Job
Tally the lines in the records below that contain the string "pale". Report only the count.
-- BEGIN Records for this task --
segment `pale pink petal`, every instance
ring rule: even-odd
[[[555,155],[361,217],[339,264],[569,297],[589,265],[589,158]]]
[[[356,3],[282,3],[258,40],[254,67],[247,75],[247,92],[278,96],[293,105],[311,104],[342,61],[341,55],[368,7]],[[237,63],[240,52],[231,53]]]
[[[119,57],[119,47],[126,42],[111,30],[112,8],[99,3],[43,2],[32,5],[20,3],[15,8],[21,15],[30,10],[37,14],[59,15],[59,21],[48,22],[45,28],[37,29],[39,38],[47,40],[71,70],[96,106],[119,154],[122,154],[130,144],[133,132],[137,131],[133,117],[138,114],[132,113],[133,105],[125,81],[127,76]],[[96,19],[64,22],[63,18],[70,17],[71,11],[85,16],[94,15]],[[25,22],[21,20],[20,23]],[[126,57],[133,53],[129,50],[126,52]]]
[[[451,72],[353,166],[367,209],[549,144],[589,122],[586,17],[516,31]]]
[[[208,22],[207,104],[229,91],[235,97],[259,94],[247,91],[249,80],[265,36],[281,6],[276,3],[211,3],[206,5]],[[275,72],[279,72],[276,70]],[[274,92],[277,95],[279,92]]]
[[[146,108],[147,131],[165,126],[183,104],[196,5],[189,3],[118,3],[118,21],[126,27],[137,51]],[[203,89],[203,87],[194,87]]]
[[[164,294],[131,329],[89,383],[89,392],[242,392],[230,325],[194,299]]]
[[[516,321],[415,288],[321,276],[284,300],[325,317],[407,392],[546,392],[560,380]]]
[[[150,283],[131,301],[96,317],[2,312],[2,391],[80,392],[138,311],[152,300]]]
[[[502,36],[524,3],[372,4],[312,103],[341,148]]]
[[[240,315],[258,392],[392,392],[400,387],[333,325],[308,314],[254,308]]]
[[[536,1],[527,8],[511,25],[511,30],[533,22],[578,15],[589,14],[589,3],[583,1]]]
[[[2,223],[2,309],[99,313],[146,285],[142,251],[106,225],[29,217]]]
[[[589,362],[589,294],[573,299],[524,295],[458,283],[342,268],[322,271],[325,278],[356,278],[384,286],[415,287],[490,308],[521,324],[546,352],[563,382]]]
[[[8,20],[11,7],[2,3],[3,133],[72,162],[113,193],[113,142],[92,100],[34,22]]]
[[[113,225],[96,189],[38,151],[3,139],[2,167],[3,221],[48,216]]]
-- END Records for this task --
Exercise answer
1